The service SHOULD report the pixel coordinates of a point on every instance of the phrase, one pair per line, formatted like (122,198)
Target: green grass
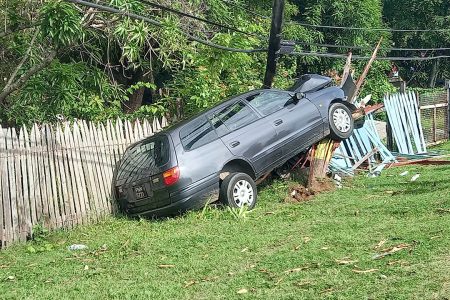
(277,251)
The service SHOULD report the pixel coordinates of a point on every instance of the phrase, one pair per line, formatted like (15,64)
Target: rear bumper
(189,199)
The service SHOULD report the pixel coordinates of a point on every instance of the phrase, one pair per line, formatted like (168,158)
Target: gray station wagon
(220,153)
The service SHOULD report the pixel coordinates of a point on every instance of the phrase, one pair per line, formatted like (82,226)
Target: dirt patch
(300,193)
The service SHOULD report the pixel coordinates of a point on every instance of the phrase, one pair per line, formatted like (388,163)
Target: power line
(182,13)
(159,24)
(339,27)
(247,10)
(358,57)
(369,29)
(368,48)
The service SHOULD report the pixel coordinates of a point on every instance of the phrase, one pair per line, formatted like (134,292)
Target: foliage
(109,65)
(303,250)
(61,23)
(420,14)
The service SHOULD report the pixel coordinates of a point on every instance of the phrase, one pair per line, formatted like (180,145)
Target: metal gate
(434,111)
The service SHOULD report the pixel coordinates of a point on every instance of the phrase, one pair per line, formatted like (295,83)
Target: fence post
(447,86)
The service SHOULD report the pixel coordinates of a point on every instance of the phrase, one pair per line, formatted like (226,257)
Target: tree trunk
(433,74)
(135,101)
(8,89)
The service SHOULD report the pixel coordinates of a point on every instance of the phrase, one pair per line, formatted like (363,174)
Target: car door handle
(235,144)
(278,122)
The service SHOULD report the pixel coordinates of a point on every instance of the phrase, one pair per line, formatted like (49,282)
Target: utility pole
(274,42)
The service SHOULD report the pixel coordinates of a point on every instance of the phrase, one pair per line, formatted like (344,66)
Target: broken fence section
(60,176)
(364,146)
(405,122)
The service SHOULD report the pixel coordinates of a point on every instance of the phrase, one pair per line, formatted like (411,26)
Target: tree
(423,14)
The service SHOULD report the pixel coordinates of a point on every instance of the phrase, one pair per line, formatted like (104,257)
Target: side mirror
(298,97)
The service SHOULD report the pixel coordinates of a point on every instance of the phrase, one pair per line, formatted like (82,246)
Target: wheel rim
(243,193)
(341,120)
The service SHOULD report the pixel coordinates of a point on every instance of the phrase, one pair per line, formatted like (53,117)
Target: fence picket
(25,217)
(101,166)
(66,214)
(36,168)
(69,202)
(11,141)
(109,164)
(60,176)
(77,146)
(3,224)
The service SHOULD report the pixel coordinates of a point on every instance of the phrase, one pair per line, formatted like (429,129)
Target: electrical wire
(159,24)
(368,48)
(338,27)
(182,13)
(358,57)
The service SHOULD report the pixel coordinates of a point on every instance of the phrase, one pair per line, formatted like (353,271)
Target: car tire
(341,121)
(238,189)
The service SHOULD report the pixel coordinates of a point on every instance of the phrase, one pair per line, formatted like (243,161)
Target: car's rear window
(144,158)
(269,102)
(197,133)
(234,117)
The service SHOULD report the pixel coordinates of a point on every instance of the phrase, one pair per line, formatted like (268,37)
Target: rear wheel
(238,189)
(341,122)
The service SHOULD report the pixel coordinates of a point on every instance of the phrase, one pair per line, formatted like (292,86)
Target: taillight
(171,176)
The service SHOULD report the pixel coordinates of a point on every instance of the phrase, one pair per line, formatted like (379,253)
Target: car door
(246,134)
(296,124)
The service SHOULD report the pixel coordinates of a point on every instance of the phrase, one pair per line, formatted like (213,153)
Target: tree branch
(23,79)
(24,59)
(23,27)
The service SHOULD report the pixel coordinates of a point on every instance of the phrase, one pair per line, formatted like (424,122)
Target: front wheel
(341,122)
(238,189)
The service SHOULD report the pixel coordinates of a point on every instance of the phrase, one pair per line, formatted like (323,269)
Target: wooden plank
(121,137)
(101,168)
(35,148)
(128,132)
(113,140)
(68,140)
(78,148)
(137,130)
(409,131)
(92,160)
(3,225)
(85,152)
(433,106)
(65,186)
(54,180)
(30,181)
(403,117)
(395,123)
(57,181)
(19,187)
(79,177)
(113,143)
(26,217)
(419,122)
(415,123)
(164,122)
(11,141)
(109,164)
(147,128)
(156,125)
(49,201)
(69,202)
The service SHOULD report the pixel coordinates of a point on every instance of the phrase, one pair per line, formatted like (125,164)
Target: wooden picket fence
(60,175)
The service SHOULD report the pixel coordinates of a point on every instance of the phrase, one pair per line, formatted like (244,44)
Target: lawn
(323,248)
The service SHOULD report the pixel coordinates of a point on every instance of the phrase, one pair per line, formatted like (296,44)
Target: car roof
(224,103)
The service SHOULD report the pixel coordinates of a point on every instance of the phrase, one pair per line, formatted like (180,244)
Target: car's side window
(233,117)
(269,102)
(197,133)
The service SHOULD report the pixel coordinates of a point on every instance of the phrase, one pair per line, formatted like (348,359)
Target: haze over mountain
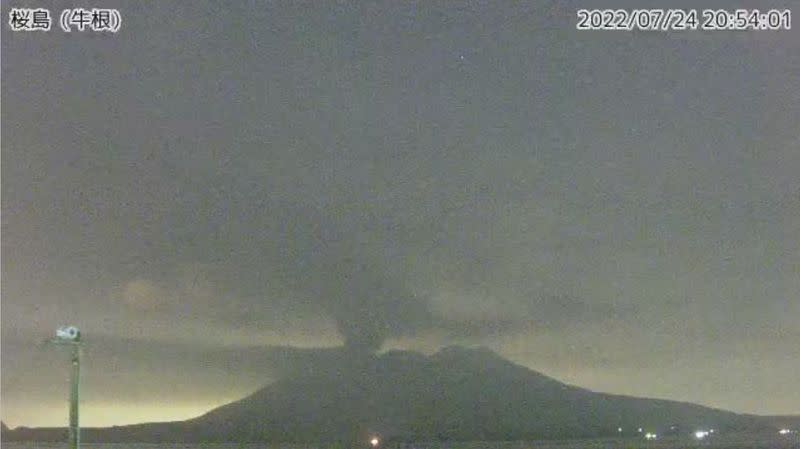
(455,394)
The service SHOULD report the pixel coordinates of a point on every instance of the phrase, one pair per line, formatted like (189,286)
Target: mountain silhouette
(455,394)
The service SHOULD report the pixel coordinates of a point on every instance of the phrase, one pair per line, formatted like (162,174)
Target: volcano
(455,394)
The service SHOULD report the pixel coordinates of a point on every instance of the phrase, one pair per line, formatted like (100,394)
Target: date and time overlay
(684,19)
(40,19)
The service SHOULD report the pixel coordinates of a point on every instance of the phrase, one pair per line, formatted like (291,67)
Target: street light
(71,336)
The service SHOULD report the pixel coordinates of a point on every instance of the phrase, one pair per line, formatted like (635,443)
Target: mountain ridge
(456,394)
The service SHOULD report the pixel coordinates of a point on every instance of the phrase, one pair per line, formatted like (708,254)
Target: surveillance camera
(68,333)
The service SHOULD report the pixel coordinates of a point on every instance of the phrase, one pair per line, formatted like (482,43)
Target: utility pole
(71,336)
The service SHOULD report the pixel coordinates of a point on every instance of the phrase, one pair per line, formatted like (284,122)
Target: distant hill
(456,394)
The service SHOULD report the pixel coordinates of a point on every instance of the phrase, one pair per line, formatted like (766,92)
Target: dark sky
(620,210)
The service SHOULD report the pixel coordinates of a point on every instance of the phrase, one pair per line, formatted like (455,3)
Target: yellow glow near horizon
(107,415)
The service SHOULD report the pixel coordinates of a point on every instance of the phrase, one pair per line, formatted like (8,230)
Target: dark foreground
(733,442)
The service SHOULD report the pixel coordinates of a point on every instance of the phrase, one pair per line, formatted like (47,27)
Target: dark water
(674,443)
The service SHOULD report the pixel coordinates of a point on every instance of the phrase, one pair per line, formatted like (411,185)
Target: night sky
(619,210)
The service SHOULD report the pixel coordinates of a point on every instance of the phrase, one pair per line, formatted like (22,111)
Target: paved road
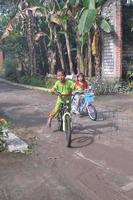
(97,167)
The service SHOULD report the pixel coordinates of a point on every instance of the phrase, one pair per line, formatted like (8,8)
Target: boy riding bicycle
(64,87)
(80,86)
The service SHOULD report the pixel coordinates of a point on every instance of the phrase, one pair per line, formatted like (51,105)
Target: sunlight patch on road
(127,187)
(97,163)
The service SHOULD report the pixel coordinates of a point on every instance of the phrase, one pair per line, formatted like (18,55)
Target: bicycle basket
(89,97)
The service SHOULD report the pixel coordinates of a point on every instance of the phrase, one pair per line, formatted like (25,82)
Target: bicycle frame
(88,99)
(63,118)
(64,112)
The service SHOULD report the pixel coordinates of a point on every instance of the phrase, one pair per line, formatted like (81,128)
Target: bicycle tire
(60,122)
(92,112)
(68,130)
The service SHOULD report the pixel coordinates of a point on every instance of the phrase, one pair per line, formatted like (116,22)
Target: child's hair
(62,71)
(82,75)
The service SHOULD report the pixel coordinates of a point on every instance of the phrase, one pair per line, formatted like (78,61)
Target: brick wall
(1,57)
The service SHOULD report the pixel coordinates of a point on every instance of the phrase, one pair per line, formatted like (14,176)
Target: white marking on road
(128,187)
(80,154)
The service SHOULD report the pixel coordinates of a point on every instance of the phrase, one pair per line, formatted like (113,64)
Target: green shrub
(10,69)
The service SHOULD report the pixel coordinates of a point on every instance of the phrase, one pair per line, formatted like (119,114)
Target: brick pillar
(118,40)
(1,57)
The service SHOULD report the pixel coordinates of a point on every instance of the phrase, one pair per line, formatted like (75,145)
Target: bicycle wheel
(68,130)
(60,122)
(92,112)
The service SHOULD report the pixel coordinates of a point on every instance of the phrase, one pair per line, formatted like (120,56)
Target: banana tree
(90,20)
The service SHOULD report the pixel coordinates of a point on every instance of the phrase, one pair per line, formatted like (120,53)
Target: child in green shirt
(63,86)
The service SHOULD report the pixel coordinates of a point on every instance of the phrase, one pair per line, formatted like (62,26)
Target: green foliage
(86,21)
(10,69)
(16,45)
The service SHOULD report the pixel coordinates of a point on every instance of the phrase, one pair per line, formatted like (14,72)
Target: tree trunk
(80,59)
(69,52)
(59,49)
(89,58)
(30,39)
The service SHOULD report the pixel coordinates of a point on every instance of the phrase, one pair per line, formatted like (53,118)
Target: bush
(10,69)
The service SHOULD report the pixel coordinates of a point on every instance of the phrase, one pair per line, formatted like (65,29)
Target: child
(65,88)
(80,85)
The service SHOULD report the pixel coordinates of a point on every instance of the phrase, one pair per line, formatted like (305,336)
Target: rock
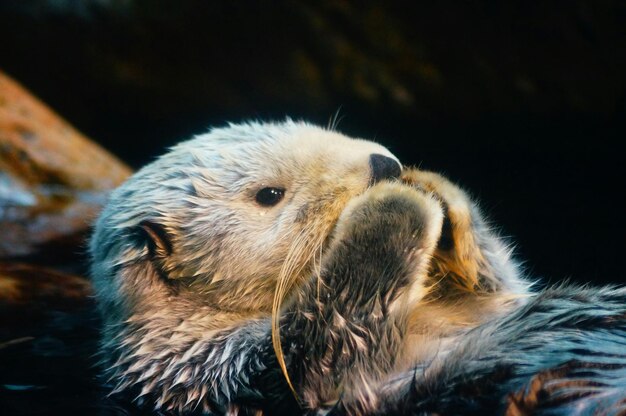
(23,284)
(53,180)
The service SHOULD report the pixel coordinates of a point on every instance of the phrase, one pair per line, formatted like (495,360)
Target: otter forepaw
(389,233)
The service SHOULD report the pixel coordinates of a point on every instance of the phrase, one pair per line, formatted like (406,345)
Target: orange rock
(53,180)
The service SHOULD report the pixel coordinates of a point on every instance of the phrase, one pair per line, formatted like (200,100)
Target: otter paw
(385,238)
(459,258)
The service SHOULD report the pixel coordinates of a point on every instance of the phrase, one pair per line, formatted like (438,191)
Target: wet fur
(397,297)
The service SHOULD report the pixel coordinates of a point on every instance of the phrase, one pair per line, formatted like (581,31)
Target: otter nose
(383,167)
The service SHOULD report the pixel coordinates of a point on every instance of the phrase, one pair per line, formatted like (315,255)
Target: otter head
(223,216)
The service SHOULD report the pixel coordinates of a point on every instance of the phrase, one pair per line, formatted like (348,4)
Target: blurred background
(522,103)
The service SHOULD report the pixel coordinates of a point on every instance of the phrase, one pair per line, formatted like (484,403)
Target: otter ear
(157,239)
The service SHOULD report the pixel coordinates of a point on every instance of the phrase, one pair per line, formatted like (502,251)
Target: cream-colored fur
(187,265)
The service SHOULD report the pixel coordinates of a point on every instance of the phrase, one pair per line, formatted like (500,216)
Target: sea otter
(285,268)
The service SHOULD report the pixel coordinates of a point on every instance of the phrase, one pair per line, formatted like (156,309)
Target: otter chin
(284,268)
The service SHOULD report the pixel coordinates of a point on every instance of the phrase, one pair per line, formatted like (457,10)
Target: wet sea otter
(286,268)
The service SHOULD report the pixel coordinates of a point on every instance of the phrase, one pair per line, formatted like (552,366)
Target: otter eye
(270,196)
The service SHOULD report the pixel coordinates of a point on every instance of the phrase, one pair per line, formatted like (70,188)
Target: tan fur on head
(207,236)
(192,272)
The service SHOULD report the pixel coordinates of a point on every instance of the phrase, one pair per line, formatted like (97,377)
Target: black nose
(383,167)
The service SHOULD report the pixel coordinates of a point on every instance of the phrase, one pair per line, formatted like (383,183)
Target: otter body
(285,268)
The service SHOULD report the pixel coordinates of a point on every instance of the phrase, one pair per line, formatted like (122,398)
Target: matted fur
(387,297)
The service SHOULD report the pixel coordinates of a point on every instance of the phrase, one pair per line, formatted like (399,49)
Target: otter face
(224,214)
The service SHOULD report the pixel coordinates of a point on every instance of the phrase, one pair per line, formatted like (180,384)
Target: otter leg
(344,330)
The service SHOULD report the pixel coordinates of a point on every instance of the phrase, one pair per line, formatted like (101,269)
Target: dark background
(522,102)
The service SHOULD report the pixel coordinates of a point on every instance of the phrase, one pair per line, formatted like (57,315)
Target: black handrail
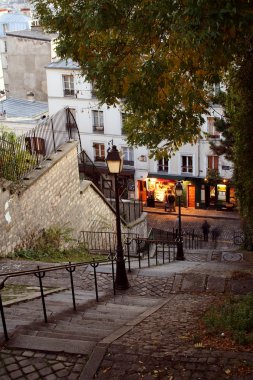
(40,274)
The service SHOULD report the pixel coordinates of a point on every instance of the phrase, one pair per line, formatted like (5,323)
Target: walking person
(205,228)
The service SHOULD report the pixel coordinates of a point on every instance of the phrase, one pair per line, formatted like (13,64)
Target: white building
(206,177)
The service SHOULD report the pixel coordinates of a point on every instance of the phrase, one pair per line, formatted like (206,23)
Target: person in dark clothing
(205,229)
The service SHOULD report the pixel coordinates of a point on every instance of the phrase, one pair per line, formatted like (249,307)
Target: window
(128,155)
(35,145)
(186,164)
(212,133)
(123,119)
(99,152)
(163,165)
(213,162)
(5,28)
(68,85)
(98,120)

::::::

- **Action item**: Repeat exactly the lines from the first line of the records above through the line containing "formatted like (15,64)", both included. Leave out the pictures.

- **Answer area**:
The service SHOULD report the pixel coordinates of a point on every instance of the phrase, one pair per line, formatted like (122,198)
Target: green grass
(277,251)
The service SHOULD report the pixel coordinates of a point on every instance of the phrase, one pair per line, formatted like (15,64)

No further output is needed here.